## MATERIAL FOR THIS TASK
⁂

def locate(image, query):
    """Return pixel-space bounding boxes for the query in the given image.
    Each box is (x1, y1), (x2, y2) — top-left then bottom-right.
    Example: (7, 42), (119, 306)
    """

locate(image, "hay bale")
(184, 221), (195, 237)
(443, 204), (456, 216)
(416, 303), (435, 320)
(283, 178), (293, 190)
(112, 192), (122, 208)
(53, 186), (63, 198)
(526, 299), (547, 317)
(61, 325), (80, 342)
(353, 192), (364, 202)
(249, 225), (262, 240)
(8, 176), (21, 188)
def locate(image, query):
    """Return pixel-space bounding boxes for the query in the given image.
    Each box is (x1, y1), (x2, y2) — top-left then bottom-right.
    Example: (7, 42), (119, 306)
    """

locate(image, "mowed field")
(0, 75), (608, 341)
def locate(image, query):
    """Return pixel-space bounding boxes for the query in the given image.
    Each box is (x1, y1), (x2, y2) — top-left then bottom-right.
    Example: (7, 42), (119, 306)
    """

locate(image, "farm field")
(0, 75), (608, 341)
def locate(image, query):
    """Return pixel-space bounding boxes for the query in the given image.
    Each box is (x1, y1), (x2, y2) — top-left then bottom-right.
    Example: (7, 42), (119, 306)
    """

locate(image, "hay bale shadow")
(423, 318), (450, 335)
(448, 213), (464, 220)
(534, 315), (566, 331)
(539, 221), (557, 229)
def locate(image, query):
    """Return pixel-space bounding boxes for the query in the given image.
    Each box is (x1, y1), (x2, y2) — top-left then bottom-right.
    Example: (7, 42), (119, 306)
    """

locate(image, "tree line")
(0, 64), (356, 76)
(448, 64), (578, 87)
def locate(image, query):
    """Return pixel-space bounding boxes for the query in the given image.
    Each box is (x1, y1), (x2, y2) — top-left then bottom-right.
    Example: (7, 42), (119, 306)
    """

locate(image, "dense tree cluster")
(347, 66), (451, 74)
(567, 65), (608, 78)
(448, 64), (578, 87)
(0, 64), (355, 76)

⁂

## SHORT TASK
Recast all of the lines above as a Markdown table with two columns, Row and Line. Leave out blank lines and number the rows in order.

## TASK RESULT
| Row | Line |
|---|---|
| 1 | def locate(image, query): |
| 2 |     """Return pixel-space bounding boxes for the query in the given image. |
| 3 |     Each box is (x1, y1), (x2, y2) — top-left then bottom-right. |
| 4 |     Example: (7, 42), (119, 306) |
| 5 |     """ |
| 6 | locate(image, "hay bale") |
| 7 | (184, 221), (195, 237) |
| 8 | (443, 204), (456, 216) |
| 9 | (416, 303), (435, 320) |
| 10 | (283, 178), (293, 190) |
| 11 | (112, 192), (122, 208) |
| 12 | (53, 186), (63, 198) |
| 13 | (526, 299), (547, 317) |
| 14 | (61, 325), (80, 342) |
| 15 | (353, 192), (364, 202) |
| 16 | (249, 225), (262, 240) |
| 17 | (8, 176), (21, 188) |
| 18 | def locate(image, query): |
| 19 |     """Return pixel-space bounding boxes for the query in the given image. |
| 20 |     Each box is (x1, y1), (x2, y2) — top-left then bottom-right. |
| 21 |     Example: (7, 42), (119, 306) |
| 22 |     """ |
| 23 | locate(image, "mowed field") |
| 24 | (0, 75), (608, 341) |
| 25 | def locate(image, query): |
| 26 |     """Return pixel-space bounding boxes for the query in the given image. |
| 27 |     Each box is (x1, y1), (x2, y2) — top-left then bottom-right. |
| 28 |     Example: (7, 42), (119, 306) |
| 29 |     """ |
| 30 | locate(image, "farm field") |
| 31 | (0, 75), (608, 341) |
| 32 | def locate(image, query): |
| 33 |     """Return pixel-space bounding boxes for the query in the given image. |
| 34 |     Each box is (x1, y1), (x2, y2) — top-left then bottom-right. |
| 35 |     Example: (7, 42), (119, 306) |
| 36 |     """ |
| 37 | locate(image, "hay bale shadow") |
| 38 | (423, 318), (450, 335) |
| 39 | (448, 213), (464, 220) |
| 40 | (534, 315), (566, 331) |
| 41 | (539, 221), (557, 229) |
| 42 | def locate(image, query): |
| 43 |     """Return pixel-space bounding boxes for the query in the given image. |
| 44 |     Each box is (x1, y1), (x2, y2) — top-left then bottom-right. |
| 45 |     Example: (7, 42), (119, 306) |
| 46 |     """ |
| 47 | locate(image, "tree line") |
| 48 | (0, 64), (356, 76) |
| 49 | (448, 64), (578, 87) |
| 50 | def locate(image, query): |
| 51 |     """Return pixel-space bounding boxes for the query in the given image. |
| 52 |     Each box is (x1, y1), (x2, y2) — top-left then bottom-right. |
| 53 |     Example: (7, 42), (119, 306) |
| 54 |     """ |
| 55 | locate(image, "dense tree cluster") |
| 56 | (347, 66), (451, 74) |
| 57 | (567, 65), (608, 78) |
| 58 | (448, 64), (578, 87) |
| 59 | (0, 64), (355, 76) |